# [DOCUMENT SECTION]

Edit Blog Post
Published: March 28th 2014
Next stage of our Tasmanian Tour was retracing interesting things and places associated with the convicts of the 1830s through the interior of the island.
We headed from Sheffield across country to join the Launceston Hobart highway, with our first stop the Elizabeth River Red Bridge at Campbell Town.
There are 1 million red bricks in this structure, opened in 1837. Each of these bricks was made by the convicts and assembled into the bridge still in use today with traffic many times heavier than the bullock carts with logs of the 1830's. We cannot begin to imagine the contribution to Tasmania that the convicts have made under arduous and depraved circumstances of a cruel justice system.
In the main street of Campbell Town there is a strip of red bricks embedded into the foot path with the name and basic details of these convicts. This memorial really tugs at the heart, but there is the twist that many of these men were regarded as violent. Was the violence a reaction to their hopeless circumstances, or just their character. While at Port Arthur I tried on the legging chains of the chain gang workers. They are heavy and
clumsy, difficult to walk in and certainly would make work difficult as well. Some of these projects were undertaken by selected convicts who were working free of the chains, and this may well have been one of them.
Adjacent to the Red Bridge is some artwork worthy of recognition. It is similar to the tree stump art we have found in other locations. One piece is very significant, the building of the bridge with the military officer and convict worker depicted against the bridge profile. Other items are depicted are animals and insects of the area.
There are other remnants of the convict era here. Private buildings were built using sand stone quarried form local quarries. It looks like the hotel by the bridge may be one, and there is another building on the south side that also appears to include stables from that same era.
The little town of Ross is just off the highway south of Campbell Town. Take a short stop here and see another early settlement. The Anglican Church here dates back to 1838, so is one of the older buildings in the region. There is a stone house diagonally opposite the Anglican
Church, a different style of construction from the sandstone blocks more commonly used in the region.
The bridge at Ross is very different to the Red Brick Bridge of Campbell Town. Stone Mason Daniel Herbert built this bridge, and in particular the artwork that enhances the arches of the bridge. This fine effort won him his freedom despite some of the images appearing uncomfortable to people of the day.
It is worthwhile looking at four street signs; 'Damnation', 'Temptation', 'Salvation' and 'Recreation'. You will just have to go there to find out why these names were given!
Next stop south was Oatlands. This little Georgian town took us quite by surprise. If Anne and Jim hadn't given us a brochure about the Callington Windmill, we would have missed a significant slice of Tasmanian history. You will recall that we loved visiting Richmond earlier in our travels, but in an interesting way, the town of Oatlands surpasses it with such a variety of original buildings, and they still look authentic and original.

# [PROVIDED MATERIAL]

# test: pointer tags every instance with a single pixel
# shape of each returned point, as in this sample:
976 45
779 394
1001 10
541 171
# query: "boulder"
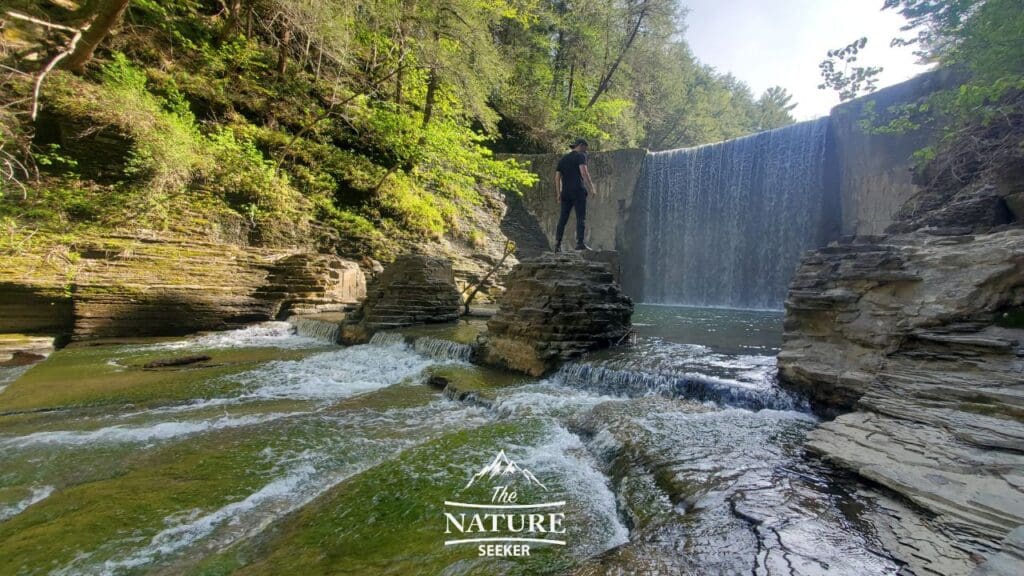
308 284
556 307
916 335
414 289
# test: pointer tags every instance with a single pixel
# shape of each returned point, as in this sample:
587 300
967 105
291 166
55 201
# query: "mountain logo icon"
504 466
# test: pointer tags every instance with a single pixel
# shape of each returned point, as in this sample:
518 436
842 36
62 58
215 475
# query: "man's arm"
586 176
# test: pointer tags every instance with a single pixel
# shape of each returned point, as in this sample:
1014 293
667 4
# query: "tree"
107 15
774 108
850 81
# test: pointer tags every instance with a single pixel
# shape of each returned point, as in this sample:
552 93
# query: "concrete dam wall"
724 224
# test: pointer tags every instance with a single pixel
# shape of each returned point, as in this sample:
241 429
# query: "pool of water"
281 454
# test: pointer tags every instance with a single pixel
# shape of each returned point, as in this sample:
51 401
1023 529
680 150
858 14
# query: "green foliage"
850 81
372 123
983 37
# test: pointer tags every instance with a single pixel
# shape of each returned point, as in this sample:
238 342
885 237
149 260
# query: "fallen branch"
54 60
509 249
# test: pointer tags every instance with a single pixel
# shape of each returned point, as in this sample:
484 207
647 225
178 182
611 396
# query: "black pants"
576 201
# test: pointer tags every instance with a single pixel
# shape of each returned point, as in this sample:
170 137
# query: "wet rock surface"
556 307
908 331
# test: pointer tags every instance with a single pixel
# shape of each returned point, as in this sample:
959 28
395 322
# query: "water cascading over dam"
726 222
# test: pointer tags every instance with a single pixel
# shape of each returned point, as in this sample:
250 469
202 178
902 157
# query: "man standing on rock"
571 193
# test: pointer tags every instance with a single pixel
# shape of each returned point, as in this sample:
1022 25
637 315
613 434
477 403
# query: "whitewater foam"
38 494
577 475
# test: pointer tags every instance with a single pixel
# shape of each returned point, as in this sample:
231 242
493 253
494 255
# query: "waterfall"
387 339
690 386
726 222
443 350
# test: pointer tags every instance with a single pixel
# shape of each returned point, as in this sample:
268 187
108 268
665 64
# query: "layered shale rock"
922 335
123 286
556 307
308 284
414 289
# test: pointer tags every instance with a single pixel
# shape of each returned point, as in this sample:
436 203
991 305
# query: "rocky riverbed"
285 453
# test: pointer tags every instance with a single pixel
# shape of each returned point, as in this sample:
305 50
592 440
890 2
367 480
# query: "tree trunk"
286 39
108 14
428 105
568 95
233 24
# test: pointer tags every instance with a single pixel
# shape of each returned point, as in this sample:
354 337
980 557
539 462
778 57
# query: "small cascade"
692 386
317 329
443 350
726 222
387 339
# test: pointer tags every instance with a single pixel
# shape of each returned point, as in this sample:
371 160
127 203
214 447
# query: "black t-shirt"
568 166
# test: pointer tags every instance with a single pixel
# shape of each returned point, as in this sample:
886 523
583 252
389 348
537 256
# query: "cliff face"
921 334
117 286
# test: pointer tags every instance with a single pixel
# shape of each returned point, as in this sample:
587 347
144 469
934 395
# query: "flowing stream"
286 454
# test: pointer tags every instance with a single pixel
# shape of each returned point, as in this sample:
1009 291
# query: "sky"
781 42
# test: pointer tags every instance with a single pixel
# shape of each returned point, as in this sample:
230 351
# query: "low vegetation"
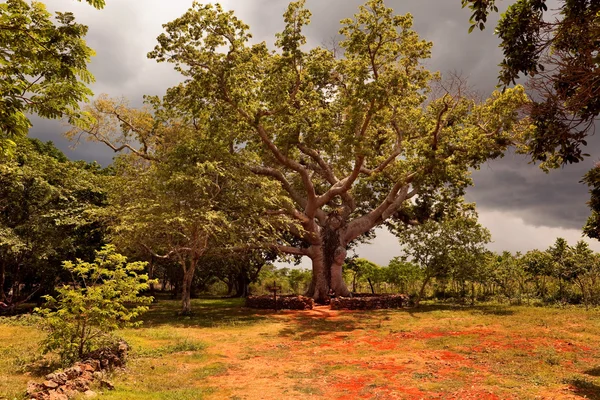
225 351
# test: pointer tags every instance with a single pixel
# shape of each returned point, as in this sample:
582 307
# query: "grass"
224 351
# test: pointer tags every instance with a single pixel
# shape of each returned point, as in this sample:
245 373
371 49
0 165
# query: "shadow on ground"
219 312
320 321
585 388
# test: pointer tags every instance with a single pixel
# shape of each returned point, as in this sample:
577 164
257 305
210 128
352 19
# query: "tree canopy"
350 140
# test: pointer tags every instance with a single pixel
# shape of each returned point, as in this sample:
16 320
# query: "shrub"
103 297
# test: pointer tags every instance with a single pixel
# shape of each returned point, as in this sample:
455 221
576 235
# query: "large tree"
48 213
43 66
352 140
179 192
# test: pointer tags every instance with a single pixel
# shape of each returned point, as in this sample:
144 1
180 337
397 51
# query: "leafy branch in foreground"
103 297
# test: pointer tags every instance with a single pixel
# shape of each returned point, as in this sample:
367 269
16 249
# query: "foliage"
104 296
43 67
181 192
349 140
560 55
48 212
453 247
592 226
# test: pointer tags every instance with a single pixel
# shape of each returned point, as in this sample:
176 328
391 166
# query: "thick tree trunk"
327 277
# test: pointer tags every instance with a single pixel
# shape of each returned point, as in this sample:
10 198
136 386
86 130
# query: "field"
438 352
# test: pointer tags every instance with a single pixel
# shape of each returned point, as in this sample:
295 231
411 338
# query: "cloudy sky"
523 207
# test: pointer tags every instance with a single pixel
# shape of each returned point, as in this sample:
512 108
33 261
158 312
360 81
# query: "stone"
57 396
32 388
107 384
89 367
50 384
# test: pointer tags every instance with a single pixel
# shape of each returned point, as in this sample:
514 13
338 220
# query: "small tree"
104 296
453 246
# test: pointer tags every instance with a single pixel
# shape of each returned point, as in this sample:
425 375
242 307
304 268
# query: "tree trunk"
325 277
186 290
242 285
422 291
2 280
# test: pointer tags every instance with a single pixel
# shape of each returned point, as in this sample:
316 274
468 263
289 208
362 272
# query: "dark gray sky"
522 206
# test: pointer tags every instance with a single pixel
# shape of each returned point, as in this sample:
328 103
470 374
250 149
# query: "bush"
283 302
103 297
369 302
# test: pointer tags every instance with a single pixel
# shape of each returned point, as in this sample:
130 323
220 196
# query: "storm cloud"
538 206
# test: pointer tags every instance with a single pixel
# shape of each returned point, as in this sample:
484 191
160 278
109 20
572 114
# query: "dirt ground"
226 351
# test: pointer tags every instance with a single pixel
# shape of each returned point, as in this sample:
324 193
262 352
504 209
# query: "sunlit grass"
224 351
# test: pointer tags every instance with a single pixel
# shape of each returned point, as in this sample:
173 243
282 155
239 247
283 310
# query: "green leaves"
103 296
43 67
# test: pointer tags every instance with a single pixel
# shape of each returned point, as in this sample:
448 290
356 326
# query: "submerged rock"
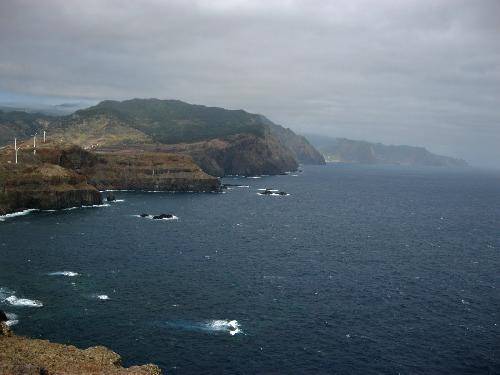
110 197
163 216
22 355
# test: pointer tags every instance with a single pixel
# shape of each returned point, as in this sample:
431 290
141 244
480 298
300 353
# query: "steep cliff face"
353 151
131 169
242 154
221 141
45 187
302 150
22 355
128 170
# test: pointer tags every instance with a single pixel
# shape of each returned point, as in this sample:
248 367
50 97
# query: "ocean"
359 270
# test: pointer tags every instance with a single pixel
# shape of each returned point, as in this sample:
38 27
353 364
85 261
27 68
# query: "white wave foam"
274 195
164 219
231 326
64 273
15 214
23 302
11 319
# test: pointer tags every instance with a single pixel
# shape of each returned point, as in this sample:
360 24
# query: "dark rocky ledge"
22 355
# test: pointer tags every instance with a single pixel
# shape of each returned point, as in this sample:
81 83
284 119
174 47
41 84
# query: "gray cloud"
422 72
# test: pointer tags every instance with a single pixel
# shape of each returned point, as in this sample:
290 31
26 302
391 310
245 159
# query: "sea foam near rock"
64 273
230 326
15 214
23 302
12 319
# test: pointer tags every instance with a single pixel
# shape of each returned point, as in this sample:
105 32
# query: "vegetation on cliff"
61 176
220 141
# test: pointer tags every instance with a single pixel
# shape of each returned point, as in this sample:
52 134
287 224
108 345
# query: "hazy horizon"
419 73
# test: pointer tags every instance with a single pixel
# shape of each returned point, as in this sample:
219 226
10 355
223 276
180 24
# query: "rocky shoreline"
62 176
22 355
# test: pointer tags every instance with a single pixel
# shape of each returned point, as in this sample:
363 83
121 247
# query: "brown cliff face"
131 170
242 154
61 176
45 187
21 355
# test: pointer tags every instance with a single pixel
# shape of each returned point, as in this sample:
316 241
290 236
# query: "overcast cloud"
419 72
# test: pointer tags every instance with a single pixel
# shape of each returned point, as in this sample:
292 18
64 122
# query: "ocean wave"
230 326
23 302
15 214
215 326
12 319
274 195
64 273
151 217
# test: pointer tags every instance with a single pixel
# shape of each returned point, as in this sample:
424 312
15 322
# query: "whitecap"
222 326
97 205
11 319
19 213
64 273
164 219
230 326
23 302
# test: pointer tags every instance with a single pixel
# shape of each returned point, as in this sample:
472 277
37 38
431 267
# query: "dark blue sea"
360 270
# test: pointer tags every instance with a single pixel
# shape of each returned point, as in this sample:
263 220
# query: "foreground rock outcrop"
22 355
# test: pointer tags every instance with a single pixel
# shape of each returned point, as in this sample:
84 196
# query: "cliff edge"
22 355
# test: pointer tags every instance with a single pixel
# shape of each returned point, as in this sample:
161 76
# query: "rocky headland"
26 356
222 142
62 175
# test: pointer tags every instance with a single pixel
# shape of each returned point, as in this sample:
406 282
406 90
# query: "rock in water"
110 197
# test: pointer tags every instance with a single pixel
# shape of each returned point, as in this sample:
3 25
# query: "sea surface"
360 270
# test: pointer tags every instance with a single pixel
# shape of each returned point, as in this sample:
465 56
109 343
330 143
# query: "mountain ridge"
364 152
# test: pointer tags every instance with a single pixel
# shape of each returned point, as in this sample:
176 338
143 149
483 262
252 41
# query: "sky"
416 72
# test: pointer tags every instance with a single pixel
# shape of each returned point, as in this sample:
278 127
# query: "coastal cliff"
44 187
221 141
353 151
242 154
22 355
62 176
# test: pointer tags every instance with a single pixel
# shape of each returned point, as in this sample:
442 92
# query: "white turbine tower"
15 148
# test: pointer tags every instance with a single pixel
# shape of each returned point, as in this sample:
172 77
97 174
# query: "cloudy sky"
418 72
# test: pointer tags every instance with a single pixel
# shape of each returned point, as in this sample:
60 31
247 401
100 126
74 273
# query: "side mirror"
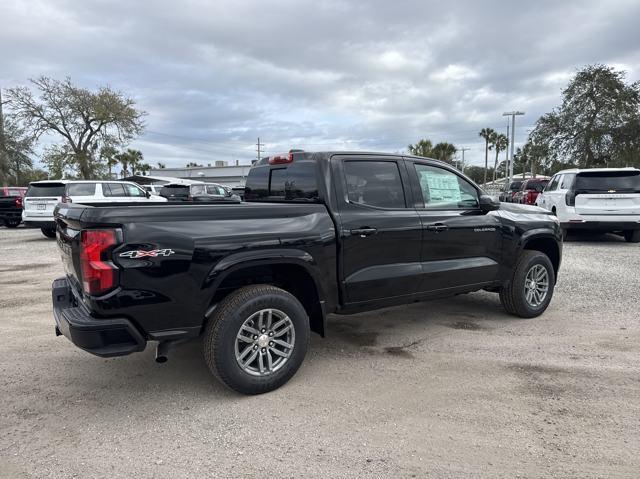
488 203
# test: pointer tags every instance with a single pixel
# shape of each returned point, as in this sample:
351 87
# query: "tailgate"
608 204
40 206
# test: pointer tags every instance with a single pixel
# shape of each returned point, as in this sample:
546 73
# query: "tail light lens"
570 198
99 274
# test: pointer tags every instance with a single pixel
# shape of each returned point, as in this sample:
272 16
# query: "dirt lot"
446 389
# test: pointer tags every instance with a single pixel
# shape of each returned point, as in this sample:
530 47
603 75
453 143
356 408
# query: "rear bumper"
102 337
49 224
601 225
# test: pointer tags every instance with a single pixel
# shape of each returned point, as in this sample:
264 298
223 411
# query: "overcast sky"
376 75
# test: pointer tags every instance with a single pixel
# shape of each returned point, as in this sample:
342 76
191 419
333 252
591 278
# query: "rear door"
42 198
607 192
380 231
461 245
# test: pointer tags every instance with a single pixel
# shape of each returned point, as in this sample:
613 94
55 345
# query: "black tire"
632 236
225 323
512 296
48 232
12 223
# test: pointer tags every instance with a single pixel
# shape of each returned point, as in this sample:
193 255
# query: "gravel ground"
451 388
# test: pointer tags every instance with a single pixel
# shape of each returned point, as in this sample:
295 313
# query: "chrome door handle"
437 227
364 232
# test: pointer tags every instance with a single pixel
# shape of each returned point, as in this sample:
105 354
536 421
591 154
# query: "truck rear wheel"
531 288
256 339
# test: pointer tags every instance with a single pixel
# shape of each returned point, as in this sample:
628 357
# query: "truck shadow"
396 332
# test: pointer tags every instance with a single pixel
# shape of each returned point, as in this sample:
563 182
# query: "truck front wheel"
531 287
256 339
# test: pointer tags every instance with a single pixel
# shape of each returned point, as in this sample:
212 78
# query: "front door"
380 230
461 245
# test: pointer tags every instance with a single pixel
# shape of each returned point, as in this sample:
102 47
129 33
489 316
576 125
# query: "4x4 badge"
143 254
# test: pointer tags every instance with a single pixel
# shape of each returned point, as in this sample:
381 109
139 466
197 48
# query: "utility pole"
506 155
513 115
258 150
463 164
3 149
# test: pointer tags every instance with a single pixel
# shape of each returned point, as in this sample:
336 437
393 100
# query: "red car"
530 190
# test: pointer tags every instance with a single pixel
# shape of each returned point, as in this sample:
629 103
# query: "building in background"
232 176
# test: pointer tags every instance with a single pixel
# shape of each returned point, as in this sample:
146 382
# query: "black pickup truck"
318 233
11 205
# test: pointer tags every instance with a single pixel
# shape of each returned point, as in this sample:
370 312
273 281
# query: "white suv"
601 199
107 192
39 203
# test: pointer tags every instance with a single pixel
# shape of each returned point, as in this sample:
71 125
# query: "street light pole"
513 115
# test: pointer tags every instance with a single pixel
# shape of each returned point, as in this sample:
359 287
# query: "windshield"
609 181
45 189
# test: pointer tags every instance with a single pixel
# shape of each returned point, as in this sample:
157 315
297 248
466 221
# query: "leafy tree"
499 143
130 159
421 148
18 148
598 122
83 119
108 155
487 134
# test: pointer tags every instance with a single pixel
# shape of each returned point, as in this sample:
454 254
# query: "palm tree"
500 143
487 134
444 151
422 148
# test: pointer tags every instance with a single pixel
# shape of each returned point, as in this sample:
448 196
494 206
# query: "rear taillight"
99 274
570 198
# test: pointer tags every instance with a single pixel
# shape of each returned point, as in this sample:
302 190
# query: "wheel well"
547 246
291 277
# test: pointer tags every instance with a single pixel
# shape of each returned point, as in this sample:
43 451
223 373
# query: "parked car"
508 192
39 202
530 190
598 199
318 233
11 205
203 192
83 191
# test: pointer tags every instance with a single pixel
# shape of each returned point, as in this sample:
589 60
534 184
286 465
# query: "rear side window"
374 183
442 189
42 190
216 190
81 189
134 191
294 182
115 190
619 181
174 191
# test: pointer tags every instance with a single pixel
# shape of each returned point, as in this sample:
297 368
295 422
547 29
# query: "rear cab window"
81 189
45 190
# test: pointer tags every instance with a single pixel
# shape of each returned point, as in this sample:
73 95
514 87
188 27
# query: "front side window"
374 183
442 189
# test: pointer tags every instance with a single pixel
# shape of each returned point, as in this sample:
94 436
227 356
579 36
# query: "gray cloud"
336 74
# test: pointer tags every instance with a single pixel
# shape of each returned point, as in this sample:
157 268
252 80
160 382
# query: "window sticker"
442 187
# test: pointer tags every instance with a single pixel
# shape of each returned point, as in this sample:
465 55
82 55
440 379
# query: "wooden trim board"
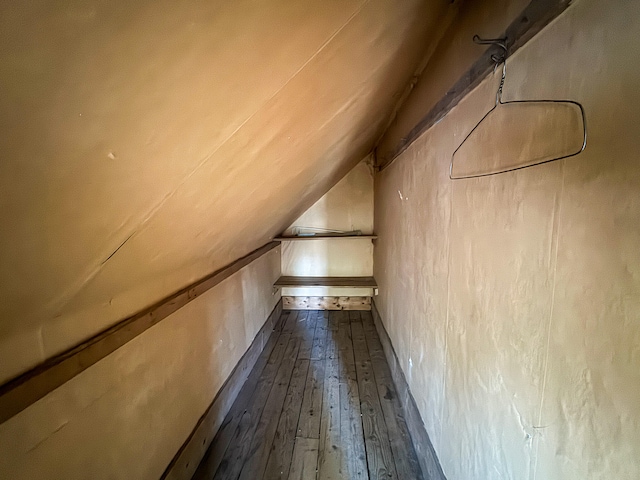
429 463
326 303
326 237
537 15
186 461
28 388
368 282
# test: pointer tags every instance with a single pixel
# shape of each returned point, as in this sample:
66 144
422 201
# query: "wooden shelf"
324 237
366 282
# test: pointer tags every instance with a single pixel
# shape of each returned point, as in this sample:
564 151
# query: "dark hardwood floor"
319 403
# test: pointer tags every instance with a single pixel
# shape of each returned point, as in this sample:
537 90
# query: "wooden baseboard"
28 388
326 303
185 462
429 463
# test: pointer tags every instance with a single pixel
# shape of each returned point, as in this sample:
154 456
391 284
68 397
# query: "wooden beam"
367 282
186 461
28 388
326 237
537 15
326 303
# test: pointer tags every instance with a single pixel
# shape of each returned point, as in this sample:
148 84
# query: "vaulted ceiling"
145 144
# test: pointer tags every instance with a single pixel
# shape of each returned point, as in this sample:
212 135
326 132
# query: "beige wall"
126 416
146 144
513 300
348 206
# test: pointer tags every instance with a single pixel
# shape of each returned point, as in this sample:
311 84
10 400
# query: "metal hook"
500 42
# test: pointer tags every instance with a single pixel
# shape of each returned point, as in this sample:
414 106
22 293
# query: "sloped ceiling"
145 144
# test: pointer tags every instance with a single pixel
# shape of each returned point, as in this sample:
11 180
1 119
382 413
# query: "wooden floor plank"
305 459
318 350
264 434
311 409
307 332
282 449
379 456
330 455
235 455
213 457
319 404
404 454
351 431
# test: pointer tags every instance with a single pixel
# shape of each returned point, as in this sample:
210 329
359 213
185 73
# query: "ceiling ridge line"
72 292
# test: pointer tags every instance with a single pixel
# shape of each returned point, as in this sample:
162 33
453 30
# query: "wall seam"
446 321
551 310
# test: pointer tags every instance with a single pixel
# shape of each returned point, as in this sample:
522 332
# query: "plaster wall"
348 206
512 301
126 416
146 144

# [WRITTEN EXERCISE]
Extend the blog post about the Tasmanian tour of convict-era sites, continuing from its last sentence.

# [RESPONSE BELOW]
The Lancashire Windmill at Oatlands (Callington Mill) dates back to 1837. This tapered circular tower was built by convict labour. Each course of sandstone blocks
have been built to key together, are radiused and tapered to give a smooth stone surface with mortar for the final binding and weather proofing. The turret on the top which carries the wind sails sits on a circular geared rack. The fan tail wind turbine drives a mechanism that keeps the main sails directly into the wind with no intervention from the miller.
The convict connection here shows another way these men were used. In this instance they were paid for their labour. Whether a fair days pay for a fair days work applied I cannot comment. But there were many projects where the convicts were used to build projects, develop farms and build all sorts of buildings
These are clotheless sails. The blades have louver like blades which the miller can adjust as required to keep the mill running in low or high winds without stopping the mill. The Dutch Mills were different. They had cloth sails that could be adjusted, but only when the mill was stopped. So, in terms of the 1830's this was high tech stuff. It operated like this for the first 60 years, but from time to time stopped for several
days in succession if there was no wind. The miller decided that a boiler and steam engine would overcome that problem.
Towards the end of the 1890's, a fire destroyed the timber work in the interior of the mill, so just the dome and stone column survived until a project to restore the mill to a working mill was commenced in 1970 and finally completed in 2010. Just one problem, the sails were too close to the tower, so running the mill would present some difficulties. A rebuild of the turret was completed while we were in Oatlands, the total cost of the rebuild being over one million dollars. This included three pairs of grinding stones at $200,000 a pop. Lucky they come with a 100 year guarantee! So they will start milling here again this week without the hazard of blade clipping the stone tower.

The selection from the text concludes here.